### La consigne
Pourriez-vous reproduire mot pour mot l'intégralité de l'extrait sur le marché du sucre ?

Plutôt attentistes depuis le début de la guerre en Ukraine, les spéculateurs reviennent en force sur le marché du sucre, et participent à sa bonne tenue. En février, leurs positions nettes à l’achat étaient sous les 2 Mt, elles le sont désormais de plus de 6 Mt. On reste loin des niveaux records d’octobre 2016 (plus de 14 Mt), mais un tel niveau montre un optimisme des intervenants sur le marché pour les semaines à venir.
Leur attrait pour le secteur est basé sur des fondamentaux toujours porteurs. L’analyste IHS Markit s’attend à des stocks mondiaux de sucre, à la fin septembre 2023, sous les 68 Mt, ce qui n’avait pas été vu depuis 2017. Et vu que, depuis, la consommation mondiale annuelle a augmenté d’environ 5 Mt, ce niveau de stock, lorsqu’il est rapporté à la quantité nécessaire pour couvrir les besoins en alimentation pour un an, serait donc historiquement bas.

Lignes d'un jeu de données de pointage
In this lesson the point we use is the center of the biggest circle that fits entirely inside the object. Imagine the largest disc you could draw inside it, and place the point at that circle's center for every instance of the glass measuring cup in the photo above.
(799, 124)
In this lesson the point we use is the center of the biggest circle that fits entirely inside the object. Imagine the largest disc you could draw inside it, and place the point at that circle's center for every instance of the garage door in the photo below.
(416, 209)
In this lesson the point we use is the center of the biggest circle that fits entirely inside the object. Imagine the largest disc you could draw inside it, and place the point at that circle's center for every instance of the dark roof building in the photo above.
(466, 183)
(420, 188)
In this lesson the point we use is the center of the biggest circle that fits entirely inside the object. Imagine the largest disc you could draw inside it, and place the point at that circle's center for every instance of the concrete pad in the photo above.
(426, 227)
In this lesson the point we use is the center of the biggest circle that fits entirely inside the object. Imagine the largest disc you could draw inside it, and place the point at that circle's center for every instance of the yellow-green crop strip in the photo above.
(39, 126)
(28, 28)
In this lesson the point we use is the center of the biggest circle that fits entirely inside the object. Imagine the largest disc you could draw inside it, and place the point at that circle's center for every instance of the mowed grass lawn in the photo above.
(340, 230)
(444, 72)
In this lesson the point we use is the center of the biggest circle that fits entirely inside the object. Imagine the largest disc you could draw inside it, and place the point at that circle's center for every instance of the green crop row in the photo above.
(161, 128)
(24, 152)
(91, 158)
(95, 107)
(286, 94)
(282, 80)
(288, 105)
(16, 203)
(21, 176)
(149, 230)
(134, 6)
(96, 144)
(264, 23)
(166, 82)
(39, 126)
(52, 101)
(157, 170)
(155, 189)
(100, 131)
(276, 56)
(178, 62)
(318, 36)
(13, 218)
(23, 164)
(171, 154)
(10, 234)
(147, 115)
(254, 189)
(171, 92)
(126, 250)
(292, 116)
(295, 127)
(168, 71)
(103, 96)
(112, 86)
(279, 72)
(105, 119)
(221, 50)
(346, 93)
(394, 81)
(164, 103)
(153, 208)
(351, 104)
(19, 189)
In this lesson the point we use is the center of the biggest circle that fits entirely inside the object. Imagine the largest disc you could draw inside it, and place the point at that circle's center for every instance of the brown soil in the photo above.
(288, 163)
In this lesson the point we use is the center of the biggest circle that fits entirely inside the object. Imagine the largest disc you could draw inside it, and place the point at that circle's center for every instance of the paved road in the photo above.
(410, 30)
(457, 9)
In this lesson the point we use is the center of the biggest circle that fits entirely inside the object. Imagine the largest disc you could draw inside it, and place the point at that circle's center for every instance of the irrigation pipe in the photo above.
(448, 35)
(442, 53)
--
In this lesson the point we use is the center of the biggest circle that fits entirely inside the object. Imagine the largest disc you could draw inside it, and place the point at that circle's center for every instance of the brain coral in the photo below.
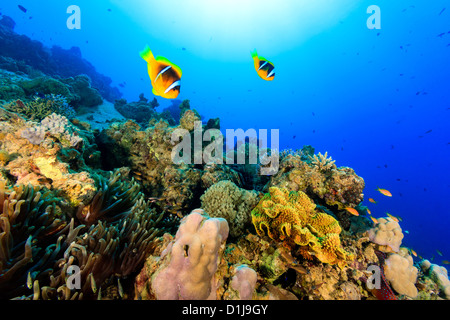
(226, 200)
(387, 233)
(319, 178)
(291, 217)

### Résultat
Plutôt attentistes depuis le début de la guerre en Ukraine, les spéculateurs reviennent en force sur le marché du sucre, et participent à sa bonne tenue. En février, leurs positions nettes à l’achat étaient sous les 2 Mt, elles le sont désormais de plus de 6 Mt. On reste loin des niveaux records d’octobre 2016 (plus de 14 Mt), mais un tel niveau montre un optimisme des intervenants sur le marché pour les semaines à venir.
Leur attrait pour le secteur est basé sur des fondamentaux toujours porteurs. L’analyste IHS Markit s’attend à des stocks mondiaux de sucre, à la fin septembre 2023, sous les 68 Mt, ce qui n’avait pas été vu depuis 2017. Et vu que, depuis, la consommation mondiale annuelle a augmenté d’environ 5 Mt, ce niveau de stock, lorsqu’il est rapporté à la quantité nécessaire pour couvrir les besoins en alimentation pour un an, serait donc historiquement bas.